### Problem requirements
Could you set down every entry exactly as it stands, without the images?

'''

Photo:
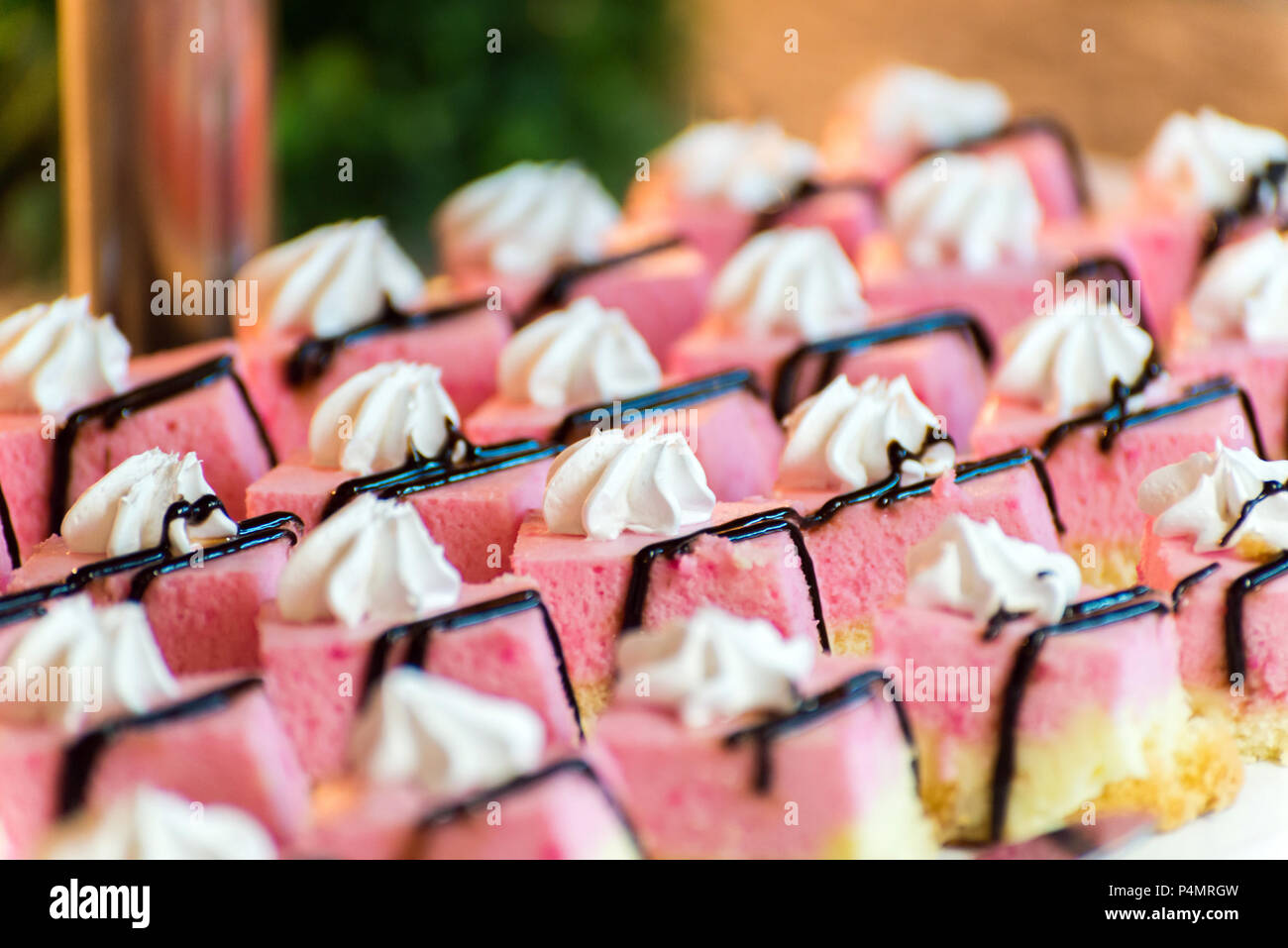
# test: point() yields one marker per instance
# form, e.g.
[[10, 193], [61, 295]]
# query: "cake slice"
[[101, 715], [437, 771], [370, 590], [629, 535], [390, 432], [1030, 706], [719, 715], [1216, 540], [154, 532]]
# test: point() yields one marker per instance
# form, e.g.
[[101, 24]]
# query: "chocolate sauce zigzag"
[[734, 531], [851, 691], [82, 754], [558, 287], [314, 355], [576, 766], [419, 633], [112, 411], [836, 348], [1025, 661], [579, 423]]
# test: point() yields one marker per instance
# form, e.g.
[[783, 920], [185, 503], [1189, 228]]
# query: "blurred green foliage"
[[407, 89]]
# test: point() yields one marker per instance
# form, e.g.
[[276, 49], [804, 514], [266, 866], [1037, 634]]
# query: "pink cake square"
[[288, 375], [496, 639], [840, 762], [1098, 462], [220, 743], [597, 588], [944, 357], [201, 610], [183, 399], [472, 509], [728, 425]]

'''

### Expected output
Photo:
# test: point() yields one marker per instance
# form, e.g.
[[10, 193], [61, 295]]
# query: "cake slice"
[[101, 715], [437, 771], [370, 590], [629, 535], [390, 432], [1030, 706], [719, 715], [1216, 540], [154, 532]]
# test: point() yields one marker per instance
# form, e.g.
[[101, 24]]
# query: "chocolate sauce zigzag"
[[734, 531], [851, 691], [82, 754], [558, 287], [314, 355], [576, 766], [419, 633], [112, 411], [836, 348], [1025, 661], [579, 423]]
# test: point() yields one marker per instance
# form, e.g.
[[783, 920], [185, 503], [1189, 228]]
# query: "blurred green foliage"
[[407, 89]]
# test: point() yields one marker per instance
# form, e.g.
[[276, 49], [804, 514], [266, 866], [1037, 634]]
# query: "pink cake square"
[[288, 375], [496, 639], [840, 762], [1098, 462], [220, 743], [597, 588], [944, 357], [201, 610], [183, 399], [472, 509], [728, 425]]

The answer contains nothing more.